▸ COMPITO RICHIESTO 1
Ricopia dal brano sull'Afghanistan il passo compreso tra "L’Afghanistan che avevo" e "sola realtà possibile.", estremi inclusi.
▸ COMPITO RICHIESTO 2
Riassumi in due frasi il brano sull'Afghanistan.
▸ COMPITO RICHIESTO 3
Nel brano sull'Afghanistan, di che colore è l'elmetto?
====== TESTO FORNITO ======
L’Afghanistan che avevo tanto sognato era ostile – ostili le pietre, il clima, le strade, la gente. Ostili gli animali …Erano ostili i suoni. Erano ostili gli odori …Erano ostili i colori. L’Afghanistan – o almeno, quella porzione minima che mi era stata data – conosceva solo i colori primari. Prevaleva un giallo monotono e triste… Era gialla la sabbia, le colline, le montagne, spesso anche il cielo. Gialla la mia mimetica, gialli come il deserto i veicoli blindati, i cingolanti, giallo chiarissimo l’elmetto, gialli gli scarponcini, gialla la mia pelle verniciata di polvere. Il paese ostentava un’estraneità lunare – tutto sembrava corroso dal tempo, come se niente vi potesse durare, e la consunzione, la disgregazione di ogni cosa fosse la sola realtà possibile.
====== MATERIALE ESTRATTO ======
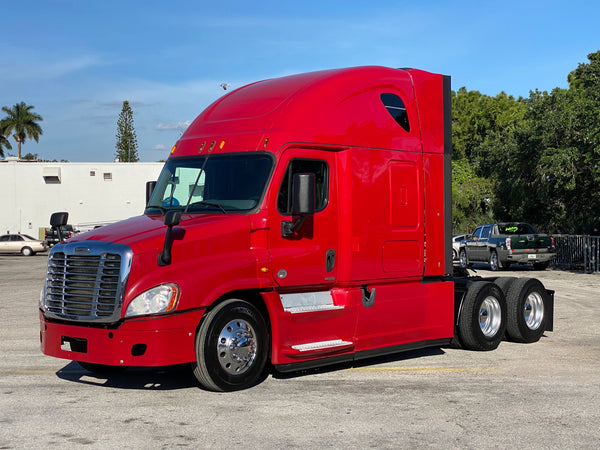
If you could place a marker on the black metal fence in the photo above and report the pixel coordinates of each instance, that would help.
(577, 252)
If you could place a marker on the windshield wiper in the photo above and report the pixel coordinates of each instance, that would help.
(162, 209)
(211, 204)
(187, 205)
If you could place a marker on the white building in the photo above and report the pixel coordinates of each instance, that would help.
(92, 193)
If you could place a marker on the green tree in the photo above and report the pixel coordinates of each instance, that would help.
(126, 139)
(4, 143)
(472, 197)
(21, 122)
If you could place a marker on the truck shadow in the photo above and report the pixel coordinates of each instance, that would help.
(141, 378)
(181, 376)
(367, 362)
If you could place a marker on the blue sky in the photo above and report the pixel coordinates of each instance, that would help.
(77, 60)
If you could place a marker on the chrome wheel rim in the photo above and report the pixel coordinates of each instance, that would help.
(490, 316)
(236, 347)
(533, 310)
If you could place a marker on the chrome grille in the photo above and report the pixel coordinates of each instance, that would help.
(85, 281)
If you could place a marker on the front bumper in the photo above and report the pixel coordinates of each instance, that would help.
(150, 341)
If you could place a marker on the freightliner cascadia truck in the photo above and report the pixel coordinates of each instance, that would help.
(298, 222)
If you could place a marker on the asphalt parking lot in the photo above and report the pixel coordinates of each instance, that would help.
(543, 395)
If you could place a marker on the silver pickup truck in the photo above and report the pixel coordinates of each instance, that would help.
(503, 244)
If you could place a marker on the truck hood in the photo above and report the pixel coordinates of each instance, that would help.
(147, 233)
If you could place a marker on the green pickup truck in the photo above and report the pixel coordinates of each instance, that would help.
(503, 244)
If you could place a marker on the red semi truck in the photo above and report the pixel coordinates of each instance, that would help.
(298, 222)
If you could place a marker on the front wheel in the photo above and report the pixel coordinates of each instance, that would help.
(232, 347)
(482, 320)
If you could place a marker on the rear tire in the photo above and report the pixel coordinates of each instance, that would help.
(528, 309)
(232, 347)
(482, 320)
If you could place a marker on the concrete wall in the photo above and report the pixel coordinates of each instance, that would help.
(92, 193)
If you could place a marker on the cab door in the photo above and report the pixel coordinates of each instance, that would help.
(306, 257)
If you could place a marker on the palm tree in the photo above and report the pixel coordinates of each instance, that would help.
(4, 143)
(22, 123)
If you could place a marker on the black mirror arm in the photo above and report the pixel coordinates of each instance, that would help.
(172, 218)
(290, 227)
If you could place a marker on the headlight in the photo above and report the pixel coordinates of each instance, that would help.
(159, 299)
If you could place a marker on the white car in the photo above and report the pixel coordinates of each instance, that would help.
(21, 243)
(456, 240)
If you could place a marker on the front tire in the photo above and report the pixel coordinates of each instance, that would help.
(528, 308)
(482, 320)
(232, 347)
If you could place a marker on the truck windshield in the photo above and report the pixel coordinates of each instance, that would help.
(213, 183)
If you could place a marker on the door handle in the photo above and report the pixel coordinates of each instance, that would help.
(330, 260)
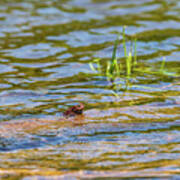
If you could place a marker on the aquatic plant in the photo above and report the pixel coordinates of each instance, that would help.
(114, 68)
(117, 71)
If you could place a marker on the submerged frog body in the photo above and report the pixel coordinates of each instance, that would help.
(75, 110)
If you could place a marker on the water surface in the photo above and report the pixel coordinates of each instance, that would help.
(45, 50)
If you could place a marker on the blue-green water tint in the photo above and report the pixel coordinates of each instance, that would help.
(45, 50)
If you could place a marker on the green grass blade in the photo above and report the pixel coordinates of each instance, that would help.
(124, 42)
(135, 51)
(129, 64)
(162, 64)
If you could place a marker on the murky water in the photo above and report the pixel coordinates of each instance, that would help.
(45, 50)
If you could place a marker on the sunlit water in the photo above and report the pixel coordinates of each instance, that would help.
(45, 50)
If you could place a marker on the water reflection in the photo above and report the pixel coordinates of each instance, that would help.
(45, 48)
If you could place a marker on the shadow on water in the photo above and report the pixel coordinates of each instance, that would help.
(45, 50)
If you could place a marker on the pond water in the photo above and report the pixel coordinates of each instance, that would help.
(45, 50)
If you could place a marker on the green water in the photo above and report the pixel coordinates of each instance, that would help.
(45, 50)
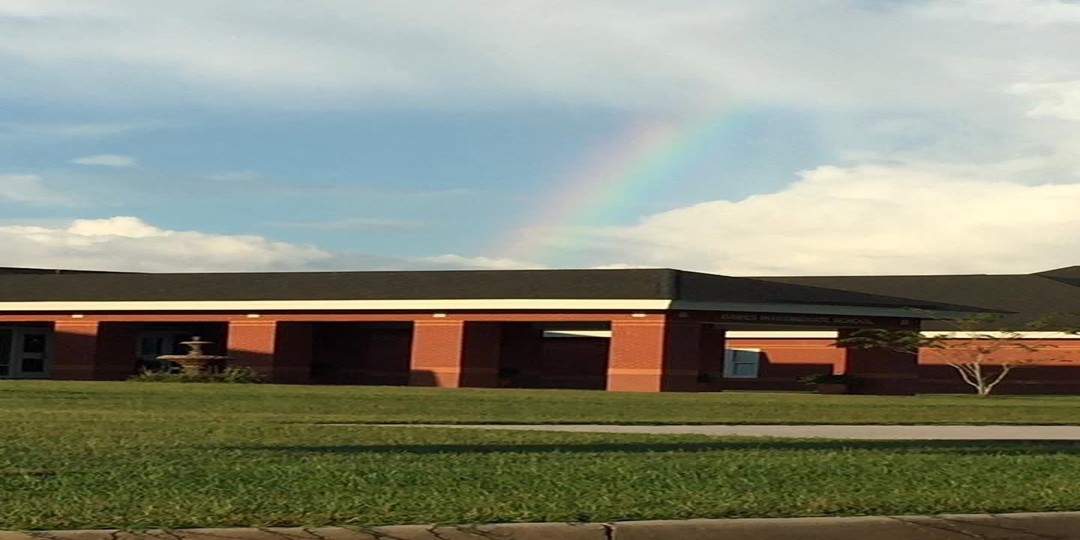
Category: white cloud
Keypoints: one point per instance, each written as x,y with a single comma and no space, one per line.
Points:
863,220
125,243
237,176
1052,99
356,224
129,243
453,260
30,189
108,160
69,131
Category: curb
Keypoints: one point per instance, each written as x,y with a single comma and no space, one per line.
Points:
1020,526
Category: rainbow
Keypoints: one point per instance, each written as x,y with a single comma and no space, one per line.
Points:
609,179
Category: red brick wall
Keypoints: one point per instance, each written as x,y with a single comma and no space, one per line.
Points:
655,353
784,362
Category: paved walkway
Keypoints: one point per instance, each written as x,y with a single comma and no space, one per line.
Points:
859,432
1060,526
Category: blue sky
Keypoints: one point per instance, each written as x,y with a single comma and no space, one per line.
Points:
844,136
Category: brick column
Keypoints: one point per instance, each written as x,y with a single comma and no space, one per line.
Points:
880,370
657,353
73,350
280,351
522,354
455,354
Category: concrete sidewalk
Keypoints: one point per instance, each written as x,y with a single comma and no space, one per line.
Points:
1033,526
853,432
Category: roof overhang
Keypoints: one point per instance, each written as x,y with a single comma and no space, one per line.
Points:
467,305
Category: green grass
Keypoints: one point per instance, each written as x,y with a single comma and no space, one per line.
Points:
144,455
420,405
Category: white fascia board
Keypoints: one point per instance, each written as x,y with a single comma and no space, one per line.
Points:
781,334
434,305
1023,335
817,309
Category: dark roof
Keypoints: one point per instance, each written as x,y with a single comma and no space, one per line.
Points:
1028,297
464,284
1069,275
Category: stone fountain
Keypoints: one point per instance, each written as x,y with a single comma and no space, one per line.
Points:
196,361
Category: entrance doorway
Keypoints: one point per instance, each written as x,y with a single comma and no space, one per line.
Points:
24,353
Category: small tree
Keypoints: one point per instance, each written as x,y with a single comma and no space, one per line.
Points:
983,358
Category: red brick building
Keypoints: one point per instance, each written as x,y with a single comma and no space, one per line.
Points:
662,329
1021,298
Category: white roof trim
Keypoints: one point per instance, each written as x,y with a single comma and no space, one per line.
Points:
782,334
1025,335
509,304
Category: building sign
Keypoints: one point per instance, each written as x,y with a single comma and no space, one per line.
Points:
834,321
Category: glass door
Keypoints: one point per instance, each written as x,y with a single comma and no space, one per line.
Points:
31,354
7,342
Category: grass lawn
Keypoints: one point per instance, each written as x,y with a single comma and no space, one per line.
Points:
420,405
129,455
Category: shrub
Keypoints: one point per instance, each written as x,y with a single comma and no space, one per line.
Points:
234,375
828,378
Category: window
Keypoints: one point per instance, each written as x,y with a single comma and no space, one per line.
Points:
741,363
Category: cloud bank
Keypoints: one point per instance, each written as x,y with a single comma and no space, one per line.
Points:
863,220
======
▸ RISPOSTA SCRITTA 1
L’Afghanistan che avevo tanto sognato era ostile – ostili le pietre, il clima, le strade, la gente. Ostili gli animali …Erano ostili i suoni. Erano ostili gli odori …Erano ostili i colori. L’Afghanistan – o almeno, quella porzione minima che mi era stata data – conosceva solo i colori primari. Prevaleva un giallo monotono e triste… Era gialla la sabbia, le colline, le montagne, spesso anche il cielo. Gialla la mia mimetica, gialli come il deserto i veicoli blindati, i cingolanti, giallo chiarissimo l’elmetto, gialli gli scarponcini, gialla la mia pelle verniciata di polvere. Il paese ostentava un’estraneità lunare – tutto sembrava corroso dal tempo, come se niente vi potesse durare, e la consunzione, la disgregazione di ogni cosa fosse la sola realtà possibile.

▸ RISPOSTA SCRITTA 2
L'Afghanistan tanto sognato si rivela ostile in tutto: pietre, clima, strade, gente, animali, suoni, odori e colori. Vi domina un giallo monotono e triste, dalla sabbia e dalle montagne fino alla mimetica e ai veicoli blindati, e il paese mostra un'estraneità lunare, come se tutto fosse corroso dal tempo e niente potesse durare.

▸ RISPOSTA SCRITTA 3
Giallo chiarissimo.